§ PROBLEM STATEMENT
Scan the records beneath this line for the line holding "box: [0, 80, 163, 115]" and the line holding "box: [0, 79, 61, 100]", then transcribe exactly those two and all lines between.

Dataset entries:

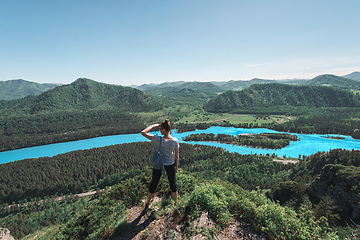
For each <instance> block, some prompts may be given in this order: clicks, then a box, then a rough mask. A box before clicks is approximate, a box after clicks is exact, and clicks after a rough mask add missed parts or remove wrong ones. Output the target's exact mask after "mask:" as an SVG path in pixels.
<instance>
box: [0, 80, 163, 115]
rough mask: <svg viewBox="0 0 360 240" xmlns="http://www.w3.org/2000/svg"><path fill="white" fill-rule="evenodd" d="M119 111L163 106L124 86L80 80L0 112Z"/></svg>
mask: <svg viewBox="0 0 360 240" xmlns="http://www.w3.org/2000/svg"><path fill="white" fill-rule="evenodd" d="M112 108H115V109H118V110H122V111H129V112H139V111H150V110H156V109H159V108H161V104H160V103H159V102H157V101H156V100H155V99H153V98H152V97H151V96H149V95H147V94H145V93H144V92H142V91H140V90H137V89H134V88H131V87H124V86H117V85H110V84H105V83H100V82H96V81H93V80H90V79H85V78H80V79H77V80H76V81H74V82H73V83H71V84H68V85H62V86H59V87H56V88H54V89H51V90H49V91H46V92H44V93H42V94H40V95H39V96H28V97H25V98H22V99H17V100H11V101H3V102H0V112H3V114H9V112H10V109H11V112H19V111H20V112H23V113H30V114H34V113H40V112H58V111H72V110H78V111H84V110H91V109H107V110H108V109H112Z"/></svg>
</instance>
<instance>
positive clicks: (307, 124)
mask: <svg viewBox="0 0 360 240" xmlns="http://www.w3.org/2000/svg"><path fill="white" fill-rule="evenodd" d="M359 119H360V111H359V109H358V108H323V109H319V110H318V112H317V113H316V114H314V113H313V114H310V115H307V116H301V117H299V118H297V119H296V120H293V121H289V122H286V123H282V124H271V125H269V126H268V128H271V129H274V130H277V131H284V132H287V131H289V132H296V133H322V134H343V135H349V136H352V137H353V138H356V139H360V132H359V129H360V121H359Z"/></svg>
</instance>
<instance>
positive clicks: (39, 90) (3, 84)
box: [0, 79, 61, 100]
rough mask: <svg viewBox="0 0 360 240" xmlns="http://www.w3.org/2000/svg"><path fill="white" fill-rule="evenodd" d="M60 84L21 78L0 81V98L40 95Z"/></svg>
mask: <svg viewBox="0 0 360 240" xmlns="http://www.w3.org/2000/svg"><path fill="white" fill-rule="evenodd" d="M60 85H61V84H54V83H43V84H40V83H35V82H30V81H26V80H23V79H16V80H8V81H0V100H14V99H20V98H24V97H26V96H29V95H40V94H41V93H43V92H46V91H49V90H51V89H53V88H55V87H57V86H60Z"/></svg>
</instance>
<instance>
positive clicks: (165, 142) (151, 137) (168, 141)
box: [141, 119, 179, 207]
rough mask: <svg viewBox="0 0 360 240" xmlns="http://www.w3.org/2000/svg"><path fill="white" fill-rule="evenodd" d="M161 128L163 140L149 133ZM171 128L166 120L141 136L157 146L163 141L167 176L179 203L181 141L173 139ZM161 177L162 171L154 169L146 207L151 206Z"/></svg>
mask: <svg viewBox="0 0 360 240" xmlns="http://www.w3.org/2000/svg"><path fill="white" fill-rule="evenodd" d="M157 127H159V129H160V133H161V134H162V135H164V136H163V137H162V140H161V138H160V136H156V135H151V134H149V132H150V131H151V130H152V129H154V128H157ZM170 133H171V127H170V121H169V119H166V120H165V121H164V122H162V123H160V124H153V125H151V126H148V127H147V128H145V129H144V130H142V131H141V135H143V136H144V137H146V138H147V139H149V140H151V141H152V142H155V143H156V145H159V144H160V140H161V149H160V151H161V157H162V159H163V163H164V167H165V171H166V174H167V176H168V180H169V184H170V189H171V192H172V195H173V198H174V200H175V203H177V197H178V191H177V186H176V173H177V172H178V165H179V140H178V139H177V138H174V137H171V136H170ZM160 177H161V169H153V175H152V180H151V183H150V186H149V192H148V196H147V200H146V203H145V207H147V206H148V205H149V204H150V201H151V199H152V197H153V196H154V193H155V189H156V187H157V185H158V183H159V180H160Z"/></svg>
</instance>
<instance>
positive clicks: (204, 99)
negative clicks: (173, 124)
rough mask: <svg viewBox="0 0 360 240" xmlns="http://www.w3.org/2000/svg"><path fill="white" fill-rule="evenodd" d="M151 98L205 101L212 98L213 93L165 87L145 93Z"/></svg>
mask: <svg viewBox="0 0 360 240" xmlns="http://www.w3.org/2000/svg"><path fill="white" fill-rule="evenodd" d="M145 92H146V93H147V94H149V95H152V96H159V97H163V98H166V99H171V100H176V101H187V102H188V101H199V100H200V101H205V100H207V99H209V98H210V97H213V96H214V94H213V93H204V92H199V91H196V90H193V89H190V88H180V87H166V88H151V89H149V90H146V91H145Z"/></svg>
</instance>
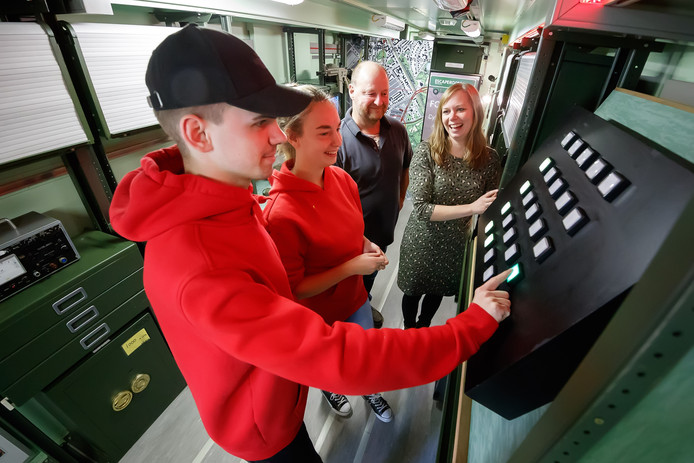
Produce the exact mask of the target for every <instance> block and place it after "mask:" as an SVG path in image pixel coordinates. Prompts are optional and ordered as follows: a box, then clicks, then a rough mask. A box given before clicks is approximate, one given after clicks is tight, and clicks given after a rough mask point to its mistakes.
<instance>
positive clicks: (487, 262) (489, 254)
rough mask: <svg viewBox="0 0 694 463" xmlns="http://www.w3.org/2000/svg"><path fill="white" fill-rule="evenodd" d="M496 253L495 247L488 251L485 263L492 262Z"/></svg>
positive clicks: (487, 252)
mask: <svg viewBox="0 0 694 463" xmlns="http://www.w3.org/2000/svg"><path fill="white" fill-rule="evenodd" d="M494 254H495V251H494V248H492V249H490V250H489V251H487V252H486V253H485V254H484V263H485V264H488V263H489V262H491V261H492V260H494Z"/></svg>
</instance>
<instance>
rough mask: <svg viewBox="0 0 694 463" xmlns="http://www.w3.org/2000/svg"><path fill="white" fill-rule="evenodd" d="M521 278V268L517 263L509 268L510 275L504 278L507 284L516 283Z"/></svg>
mask: <svg viewBox="0 0 694 463" xmlns="http://www.w3.org/2000/svg"><path fill="white" fill-rule="evenodd" d="M521 278H523V267H522V266H521V264H520V263H518V264H516V265H514V266H513V267H511V273H510V274H509V275H508V276H507V277H506V282H507V283H509V284H511V283H518V282H519V281H520V280H521Z"/></svg>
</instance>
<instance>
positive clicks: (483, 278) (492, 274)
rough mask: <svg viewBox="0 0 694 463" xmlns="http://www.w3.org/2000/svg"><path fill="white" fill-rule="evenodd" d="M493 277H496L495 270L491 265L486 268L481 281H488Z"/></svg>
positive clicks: (495, 272)
mask: <svg viewBox="0 0 694 463" xmlns="http://www.w3.org/2000/svg"><path fill="white" fill-rule="evenodd" d="M494 275H496V269H495V268H494V266H493V265H491V266H489V267H488V268H487V270H485V271H484V273H483V274H482V280H483V281H487V280H488V279H490V278H491V277H493V276H494Z"/></svg>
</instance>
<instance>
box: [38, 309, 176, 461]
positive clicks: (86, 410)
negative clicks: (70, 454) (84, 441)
mask: <svg viewBox="0 0 694 463" xmlns="http://www.w3.org/2000/svg"><path fill="white" fill-rule="evenodd" d="M143 341H144V342H143ZM142 375H147V376H148V377H149V382H148V383H147V382H146V378H145V377H144V376H142ZM145 384H147V386H146V387H145V388H144V389H142V390H141V387H142V386H143V385H145ZM184 387H185V382H184V381H183V377H182V376H181V374H180V372H179V371H178V368H177V367H176V364H175V363H174V361H173V357H171V354H170V353H169V350H168V348H167V346H166V344H165V342H164V338H163V337H162V336H161V334H160V333H159V330H158V328H157V326H156V325H155V323H154V320H153V318H152V316H151V315H149V314H146V315H144V316H142V317H140V318H139V319H137V320H136V321H135V322H133V323H132V324H130V325H129V326H128V327H127V328H125V329H124V330H123V331H122V332H121V333H120V334H119V335H118V336H116V337H115V338H114V339H113V340H112V341H111V342H110V343H108V344H107V345H106V346H104V347H103V348H102V349H100V350H99V351H98V352H97V353H96V354H94V355H92V356H90V357H89V359H88V360H86V361H85V362H83V363H82V364H81V365H79V366H78V367H76V368H75V369H73V370H71V371H70V372H68V373H66V374H65V375H63V376H62V377H61V378H60V379H59V380H58V381H56V382H55V383H54V384H52V385H51V386H50V387H48V388H46V389H45V390H44V392H43V393H41V394H39V395H38V396H37V400H38V401H39V402H40V403H41V404H42V405H43V406H44V407H45V408H46V409H47V410H48V411H49V412H50V413H51V414H53V415H54V416H55V417H56V418H58V419H59V420H60V421H61V422H62V423H64V424H65V425H66V426H67V428H68V429H69V430H70V434H71V435H73V436H72V437H73V438H76V440H78V441H81V442H84V441H86V442H88V443H89V444H90V445H91V446H93V448H94V449H93V450H96V451H95V452H91V453H94V454H102V455H105V456H106V458H105V459H103V460H102V459H101V458H100V459H99V461H114V462H115V461H118V460H119V459H120V457H121V456H122V455H123V454H125V452H127V450H128V449H129V448H130V447H131V446H132V445H133V444H134V443H135V441H136V440H137V439H138V438H139V437H140V436H141V435H142V434H143V433H144V432H145V431H146V430H147V428H148V427H149V426H150V425H151V424H152V423H153V422H154V420H156V418H157V417H158V416H159V415H160V414H161V413H162V412H163V411H164V409H165V408H166V407H167V406H168V405H169V404H170V403H171V401H173V399H174V398H176V396H177V395H178V394H179V393H180V391H181V390H182V389H183V388H184ZM138 391H139V392H138ZM114 407H115V408H116V409H119V411H116V410H115V409H114Z"/></svg>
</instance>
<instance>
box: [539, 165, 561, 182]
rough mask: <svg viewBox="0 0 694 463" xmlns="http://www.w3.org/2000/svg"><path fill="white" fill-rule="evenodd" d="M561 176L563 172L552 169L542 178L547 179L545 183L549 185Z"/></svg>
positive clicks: (557, 169)
mask: <svg viewBox="0 0 694 463" xmlns="http://www.w3.org/2000/svg"><path fill="white" fill-rule="evenodd" d="M560 174H561V171H560V170H559V169H557V168H556V167H551V168H550V169H549V170H548V171H547V172H545V175H543V176H542V177H543V178H544V179H545V183H546V184H548V185H549V184H550V183H552V181H553V180H554V179H555V178H557V177H559V175H560Z"/></svg>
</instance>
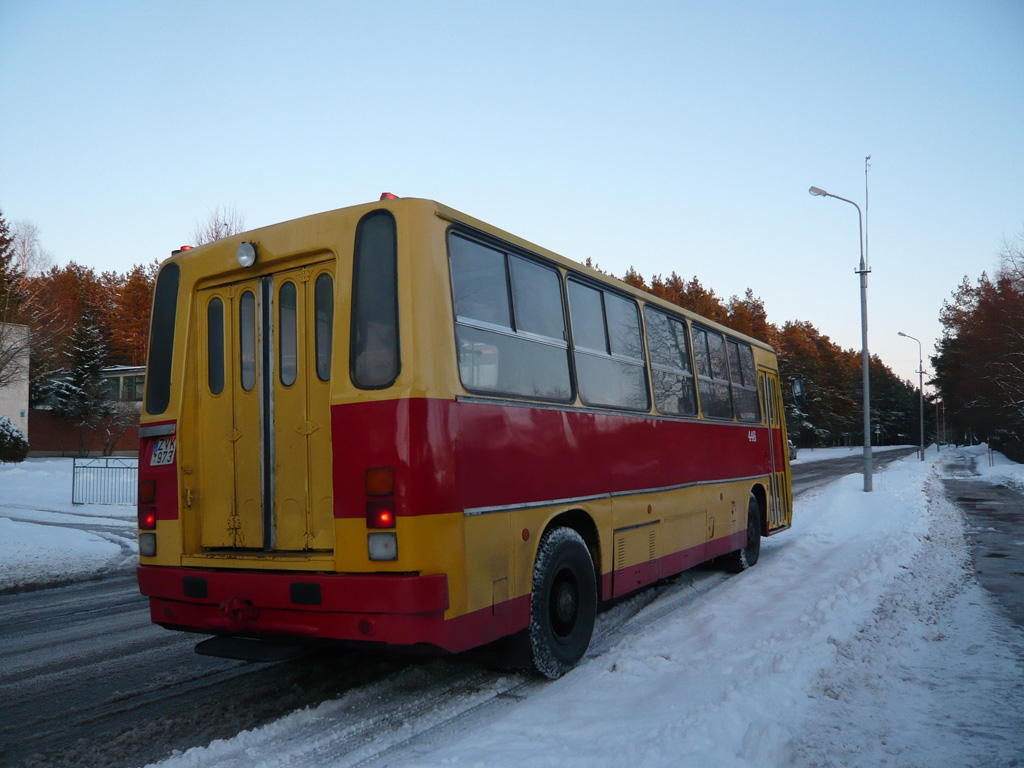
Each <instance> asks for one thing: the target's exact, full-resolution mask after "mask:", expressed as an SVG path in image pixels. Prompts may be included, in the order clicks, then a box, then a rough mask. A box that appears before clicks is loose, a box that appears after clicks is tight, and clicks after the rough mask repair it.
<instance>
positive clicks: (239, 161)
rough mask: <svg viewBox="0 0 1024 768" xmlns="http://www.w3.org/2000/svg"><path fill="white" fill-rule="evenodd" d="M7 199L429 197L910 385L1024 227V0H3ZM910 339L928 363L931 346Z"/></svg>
mask: <svg viewBox="0 0 1024 768" xmlns="http://www.w3.org/2000/svg"><path fill="white" fill-rule="evenodd" d="M0 82H2V83H3V100H2V105H0V207H2V210H3V213H4V215H5V217H6V218H7V219H8V220H16V219H28V220H30V221H32V222H33V223H35V224H36V225H37V226H38V227H39V230H40V234H41V240H42V245H43V247H44V248H45V249H46V250H47V251H49V252H50V253H51V254H52V255H53V257H54V259H55V260H56V261H57V263H61V264H62V263H66V262H68V261H71V260H76V261H78V262H80V263H83V264H87V265H90V266H93V267H95V268H96V269H97V270H103V269H117V270H125V269H127V268H130V267H131V266H132V265H133V264H136V263H142V262H150V261H152V260H153V259H154V258H160V259H163V258H164V257H166V256H167V255H168V254H169V253H170V251H171V249H172V248H175V247H177V246H180V245H181V244H183V243H185V242H186V241H187V240H188V236H189V233H190V232H191V231H193V229H194V227H195V225H196V223H197V221H199V220H201V219H205V218H206V217H207V215H208V214H209V212H210V211H211V210H212V209H213V208H214V207H215V206H217V205H234V206H236V207H237V208H238V209H239V210H240V211H241V212H243V213H244V214H245V216H246V223H247V226H248V227H255V226H260V225H263V224H268V223H272V222H274V221H282V220H285V219H289V218H294V217H296V216H301V215H305V214H308V213H313V212H317V211H322V210H328V209H332V208H340V207H343V206H347V205H352V204H356V203H362V202H367V201H370V200H376V199H377V198H378V197H379V196H380V193H382V191H384V190H387V191H392V193H394V194H396V195H400V196H403V197H424V198H432V199H435V200H438V201H441V202H443V203H445V204H447V205H451V206H454V207H456V208H459V209H461V210H463V211H465V212H467V213H469V214H472V215H474V216H477V217H479V218H482V219H484V220H487V221H489V222H492V223H494V224H496V225H498V226H502V227H504V228H506V229H509V230H511V231H514V232H515V233H517V234H520V236H521V237H524V238H526V239H528V240H531V241H534V242H536V243H539V244H540V245H543V246H545V247H547V248H550V249H552V250H554V251H557V252H559V253H561V254H563V255H565V256H568V257H569V258H573V259H577V260H580V261H583V260H585V259H587V258H588V257H590V258H591V259H593V260H594V261H596V262H597V263H598V264H599V265H600V266H601V267H602V268H603V269H606V270H608V271H611V272H613V273H615V274H620V275H621V274H623V273H624V272H625V271H626V269H627V268H628V267H629V266H630V265H633V266H634V267H636V269H637V270H638V271H639V272H640V273H641V274H643V275H645V276H647V278H650V276H651V275H652V274H655V273H664V274H668V273H670V272H672V271H673V270H676V271H678V272H679V273H680V274H681V275H683V276H685V278H690V276H693V275H694V274H695V275H697V276H698V278H699V279H700V281H701V282H702V283H703V284H705V285H706V286H708V287H710V288H712V289H714V290H715V292H716V293H717V294H719V295H720V296H723V297H725V298H727V297H729V296H731V295H733V294H739V295H741V294H742V293H743V291H744V290H745V289H746V288H748V287H751V288H753V289H754V291H755V293H756V294H757V295H759V296H760V297H761V298H762V299H764V301H765V303H766V305H767V309H768V313H769V318H770V319H771V321H772V322H774V323H776V324H779V325H781V324H782V323H783V322H785V321H787V319H805V321H810V322H812V323H813V324H814V325H815V326H817V327H818V328H819V329H820V330H821V331H822V332H823V333H825V334H826V335H828V336H830V337H831V338H833V339H834V340H835V341H836V342H838V343H839V344H841V345H843V346H844V347H851V348H857V349H859V348H860V313H859V312H860V309H859V293H858V288H857V286H858V283H857V276H856V275H855V274H854V269H855V267H856V265H857V260H858V256H859V251H858V246H857V221H856V211H855V210H854V209H853V208H852V207H851V206H848V205H846V204H844V203H841V202H838V201H834V200H825V199H820V198H812V197H810V196H809V195H808V194H807V187H808V186H810V185H811V184H814V185H817V186H820V187H823V188H825V189H827V190H828V191H830V193H834V194H836V195H840V196H842V197H845V198H850V199H852V200H855V201H857V202H858V203H859V204H861V205H862V204H863V202H864V157H865V156H867V155H870V156H872V161H871V169H870V173H869V175H868V184H869V193H870V196H869V202H870V206H869V215H868V236H869V241H868V242H869V260H870V266H871V268H872V272H871V275H870V292H869V307H870V312H869V313H870V340H869V347H870V349H871V351H872V352H876V353H878V354H880V355H881V356H882V358H883V359H884V360H886V362H888V364H889V365H890V366H891V367H892V368H893V369H894V370H895V371H896V372H897V373H898V374H899V375H900V376H902V377H904V378H908V379H912V380H913V381H914V382H915V381H916V375H915V374H914V372H915V371H916V364H918V359H916V357H918V349H916V345H915V344H914V343H913V342H911V341H908V340H905V339H900V338H898V337H897V335H896V333H897V331H904V332H906V333H908V334H910V335H912V336H916V337H919V338H921V339H922V341H923V342H925V353H926V355H927V354H928V353H929V350H930V348H931V347H932V344H933V342H934V340H935V339H936V338H937V337H938V336H939V334H940V326H939V324H938V312H939V309H940V307H941V304H942V301H943V299H945V298H947V297H948V296H949V295H950V293H951V291H952V290H953V289H954V288H955V287H956V285H957V284H958V283H959V281H961V280H962V279H963V276H964V275H965V274H969V275H970V276H971V279H972V280H974V279H976V278H977V276H978V275H979V274H980V273H981V271H982V270H988V271H989V272H992V271H993V270H994V267H995V266H996V261H997V260H996V252H997V251H998V249H999V248H1000V246H1001V244H1002V241H1004V238H1009V239H1012V238H1015V237H1017V236H1018V234H1019V233H1020V232H1021V231H1022V230H1024V3H1022V2H1020V1H1019V0H1006V1H1004V2H997V1H987V0H978V1H976V2H970V3H966V2H943V1H939V2H903V3H893V2H891V0H886V1H884V2H873V1H869V2H859V3H828V2H824V3H823V2H820V0H819V1H817V2H806V3H781V4H775V3H755V2H750V3H743V2H706V3H705V2H701V3H659V2H648V3H599V2H563V3H552V2H531V1H527V2H522V1H518V2H515V3H490V2H465V3H447V2H430V3H424V2H359V3H341V2H324V3H310V2H292V3H261V2H214V3H210V2H194V3H193V2H187V3H186V2H160V3H157V2H124V3H120V2H102V1H97V2H47V1H46V0H31V1H30V0H0ZM927 367H928V366H927V361H926V368H927Z"/></svg>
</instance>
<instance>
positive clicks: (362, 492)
mask: <svg viewBox="0 0 1024 768" xmlns="http://www.w3.org/2000/svg"><path fill="white" fill-rule="evenodd" d="M145 382H146V391H145V398H144V403H143V406H144V408H143V412H142V417H141V425H140V432H139V437H140V446H139V457H140V460H139V506H138V520H139V560H140V564H139V567H138V579H139V585H140V589H141V592H142V594H143V595H145V596H147V597H148V598H150V604H151V611H152V617H153V621H154V622H156V623H157V624H160V625H162V626H164V627H167V628H170V629H177V630H187V631H194V632H201V633H208V634H212V635H220V636H234V637H245V638H283V637H284V638H319V639H331V640H343V641H361V642H365V643H383V644H390V645H397V646H410V645H420V644H426V645H429V646H435V647H436V648H439V649H443V650H446V651H453V652H458V651H462V650H465V649H468V648H471V647H474V646H479V645H482V644H486V643H490V642H492V641H496V640H499V639H501V638H506V637H512V641H511V642H512V643H513V645H516V644H518V645H519V646H520V647H521V648H523V649H526V650H527V651H528V653H529V657H530V658H531V663H532V666H534V668H535V669H536V670H537V671H538V672H540V673H541V674H544V675H546V676H548V677H552V678H554V677H558V676H559V675H561V674H563V673H564V672H565V671H566V670H568V669H570V668H571V667H572V666H573V665H575V664H577V663H578V662H579V659H580V658H581V657H582V656H583V654H584V653H585V652H586V649H587V647H588V644H589V642H590V638H591V634H592V631H593V627H594V620H595V614H596V610H597V605H598V604H600V603H601V602H603V601H607V600H610V599H612V598H616V597H620V596H622V595H625V594H628V593H630V592H633V591H635V590H638V589H640V588H642V587H644V586H645V585H648V584H651V583H653V582H656V581H658V580H660V579H663V578H666V577H668V575H671V574H673V573H676V572H679V571H682V570H684V569H686V568H689V567H691V566H693V565H696V564H697V563H700V562H705V561H708V560H711V559H713V558H720V559H721V560H722V561H723V562H724V563H725V564H726V565H728V566H729V567H731V568H732V569H737V570H738V569H742V568H743V567H745V566H748V565H753V564H754V563H755V562H756V561H757V558H758V554H759V551H760V544H761V537H762V536H770V535H772V534H775V532H778V531H780V530H783V529H785V528H786V527H788V526H790V523H791V519H792V490H791V484H790V465H788V456H787V452H786V434H785V424H784V421H783V411H782V401H781V396H780V394H781V392H780V385H779V378H778V367H777V361H776V357H775V354H774V352H773V351H772V349H771V348H770V347H769V346H767V345H766V344H764V343H762V342H759V341H757V340H755V339H752V338H749V337H745V336H741V335H739V334H736V333H734V332H732V331H730V330H728V329H726V328H724V327H722V326H719V325H716V324H715V323H712V322H710V321H708V319H705V318H702V317H700V316H697V315H695V314H692V313H691V312H688V311H685V310H683V309H680V308H679V307H677V306H675V305H672V304H670V303H667V302H665V301H662V300H659V299H657V298H655V297H653V296H651V295H649V294H646V293H644V292H641V291H638V290H636V289H633V288H631V287H630V286H627V285H626V284H624V283H621V282H620V281H616V280H614V279H611V278H608V276H607V275H605V274H603V273H601V272H599V271H595V270H593V269H590V268H588V267H585V266H583V265H581V264H579V263H577V262H574V261H570V260H569V259H566V258H563V257H562V256H559V255H557V254H555V253H552V252H550V251H547V250H545V249H543V248H541V247H539V246H536V245H534V244H531V243H527V242H526V241H524V240H521V239H520V238H517V237H515V236H513V234H510V233H508V232H505V231H502V230H501V229H499V228H497V227H495V226H492V225H489V224H486V223H484V222H482V221H478V220H476V219H474V218H471V217H469V216H466V215H464V214H462V213H460V212H458V211H456V210H453V209H451V208H447V207H445V206H443V205H440V204H438V203H435V202H433V201H428V200H414V199H395V198H393V197H392V196H384V197H382V199H381V201H380V202H376V203H371V204H367V205H359V206H354V207H350V208H344V209H340V210H337V211H331V212H327V213H321V214H316V215H313V216H308V217H305V218H300V219H296V220H293V221H287V222H284V223H280V224H274V225H272V226H267V227H264V228H261V229H255V230H252V231H249V232H245V233H243V234H238V236H233V237H230V238H226V239H224V240H220V241H217V242H215V243H211V244H208V245H204V246H201V247H198V248H195V249H190V250H183V251H180V252H175V254H174V255H172V257H171V258H170V259H168V260H167V261H165V262H164V263H163V265H162V266H161V269H160V273H159V275H158V279H157V287H156V292H155V297H154V309H153V321H152V332H151V340H150V353H148V361H147V371H146V378H145Z"/></svg>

§ SOLUTION BELOW
box: [0, 80, 163, 115]
rough mask: <svg viewBox="0 0 360 240" xmlns="http://www.w3.org/2000/svg"><path fill="white" fill-rule="evenodd" d="M119 111L163 106L124 86L80 80L0 112Z"/></svg>
mask: <svg viewBox="0 0 360 240" xmlns="http://www.w3.org/2000/svg"><path fill="white" fill-rule="evenodd" d="M112 108H115V109H118V110H122V111H129V112H139V111H150V110H156V109H159V108H161V104H160V103H159V102H157V101H156V100H155V99H153V98H152V97H151V96H149V95H147V94H145V93H144V92H142V91H140V90H137V89H134V88H131V87H124V86H117V85H110V84H105V83H100V82H96V81H93V80H90V79H85V78H80V79H77V80H76V81H74V82H73V83H71V84H68V85H62V86H59V87H56V88H54V89H51V90H49V91H46V92H44V93H42V94H40V95H39V96H28V97H25V98H22V99H17V100H11V101H3V102H0V112H3V114H9V112H10V109H11V112H19V111H20V112H23V113H30V114H34V113H40V112H58V111H72V110H78V111H84V110H91V109H107V110H108V109H112Z"/></svg>
</instance>
<instance>
positive clicks: (307, 124)
mask: <svg viewBox="0 0 360 240" xmlns="http://www.w3.org/2000/svg"><path fill="white" fill-rule="evenodd" d="M359 119H360V111H359V109H358V108H323V109H319V110H318V112H317V113H316V114H314V113H313V114H310V115H307V116H301V117H299V118H297V119H296V120H293V121H289V122H286V123H282V124H271V125H269V126H268V128H271V129H274V130H277V131H284V132H287V131H289V132H296V133H322V134H343V135H349V136H352V137H353V138H356V139H360V132H359V129H360V121H359Z"/></svg>
</instance>
<instance>
positive clicks: (39, 90) (3, 84)
box: [0, 79, 61, 100]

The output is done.